Given task: What follows is a set of records; repeat all of them exactly.
— Start Data extract —
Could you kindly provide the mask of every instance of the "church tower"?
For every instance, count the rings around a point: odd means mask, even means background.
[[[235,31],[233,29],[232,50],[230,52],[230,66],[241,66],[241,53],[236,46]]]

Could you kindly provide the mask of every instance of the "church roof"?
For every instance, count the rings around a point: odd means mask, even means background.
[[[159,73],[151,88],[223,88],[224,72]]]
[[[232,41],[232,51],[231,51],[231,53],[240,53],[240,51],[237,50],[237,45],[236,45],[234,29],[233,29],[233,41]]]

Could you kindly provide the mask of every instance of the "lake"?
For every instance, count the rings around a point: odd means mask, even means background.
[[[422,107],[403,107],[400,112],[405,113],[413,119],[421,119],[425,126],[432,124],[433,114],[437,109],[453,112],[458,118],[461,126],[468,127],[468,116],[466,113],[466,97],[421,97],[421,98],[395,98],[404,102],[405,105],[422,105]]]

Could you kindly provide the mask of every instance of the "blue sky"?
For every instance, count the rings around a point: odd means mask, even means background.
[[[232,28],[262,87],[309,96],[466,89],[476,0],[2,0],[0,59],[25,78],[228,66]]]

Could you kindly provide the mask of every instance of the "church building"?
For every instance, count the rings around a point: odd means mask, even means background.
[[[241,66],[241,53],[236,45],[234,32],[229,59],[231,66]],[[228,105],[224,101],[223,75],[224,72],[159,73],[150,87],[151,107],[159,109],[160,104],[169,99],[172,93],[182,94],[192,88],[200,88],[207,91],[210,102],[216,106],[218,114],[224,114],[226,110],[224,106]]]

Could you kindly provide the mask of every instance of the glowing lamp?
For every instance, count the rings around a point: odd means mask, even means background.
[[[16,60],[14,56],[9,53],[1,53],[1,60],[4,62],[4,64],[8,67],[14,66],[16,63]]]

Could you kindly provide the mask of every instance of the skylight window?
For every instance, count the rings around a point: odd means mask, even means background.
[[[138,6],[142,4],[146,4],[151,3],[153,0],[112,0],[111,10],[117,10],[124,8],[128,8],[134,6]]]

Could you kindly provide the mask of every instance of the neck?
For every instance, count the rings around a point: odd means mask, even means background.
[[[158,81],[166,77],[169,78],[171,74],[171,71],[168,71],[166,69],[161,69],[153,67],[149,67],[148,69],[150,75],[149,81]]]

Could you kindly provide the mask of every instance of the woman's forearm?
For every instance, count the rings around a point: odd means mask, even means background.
— End Data extract —
Response:
Could you kindly provide the mask of every instance of the "church tower"?
For every instance, count the rings around a point: odd means mask, even means background.
[[[235,31],[233,29],[232,50],[230,52],[230,66],[241,66],[241,53],[236,46]]]

Could you kindly provide the mask of every instance of the "church roof"?
For every instance, count the rings around a point: odd means mask, even means background.
[[[159,73],[151,88],[223,88],[224,72]]]
[[[232,41],[232,51],[231,51],[231,53],[240,53],[240,51],[237,50],[237,45],[236,45],[234,29],[233,29],[233,41]]]

Could you kindly provide the mask of every instance of the "lake"?
For every instance, count the rings around a point: odd means mask, even means background.
[[[422,107],[403,107],[400,112],[405,113],[413,119],[421,119],[425,126],[432,124],[433,114],[437,109],[453,112],[458,118],[461,126],[468,127],[468,116],[466,113],[466,97],[421,97],[421,98],[395,98],[404,102],[405,105],[422,105]]]

Could you kindly provide the mask of every instance of the "blue sky"?
For every instance, count the rings around a point: odd means mask, even means background.
[[[232,28],[262,87],[309,96],[466,89],[476,0],[2,0],[0,59],[25,78],[228,66]]]

Could you kindly provide the mask of every instance of the "church building"?
For every instance, count the rings around a point: odd means mask, even means background.
[[[241,66],[241,53],[236,45],[234,32],[229,59],[231,66]],[[228,105],[224,101],[223,75],[224,72],[159,73],[150,87],[151,107],[159,109],[160,104],[169,99],[172,93],[182,94],[192,88],[200,88],[207,91],[210,102],[216,106],[218,114],[224,114],[226,110],[224,106]]]

Could you kindly provide the mask of every instance of the glowing lamp?
For every instance, count the rings around a point: odd means mask, even means background.
[[[16,60],[14,56],[9,53],[1,53],[1,60],[4,62],[4,64],[8,67],[14,66],[16,63]]]

Could you kindly provide the mask of every instance of the skylight window?
For every instance, count the rings around a point: odd means mask, even means background.
[[[138,6],[142,4],[146,4],[151,3],[153,0],[112,0],[111,10],[117,10],[124,8],[128,8],[134,6]]]

Could you kindly provide the mask of every instance of the neck?
For every instance, count the rings around a point: odd means mask, even means background.
[[[158,81],[166,77],[169,78],[171,74],[171,71],[168,71],[166,69],[161,69],[153,67],[149,67],[148,69],[150,75],[149,81]]]

Could you kindly provide the mask of every instance of the woman's forearm?
For every instance, count the rings around a point: odd means mask, even means background.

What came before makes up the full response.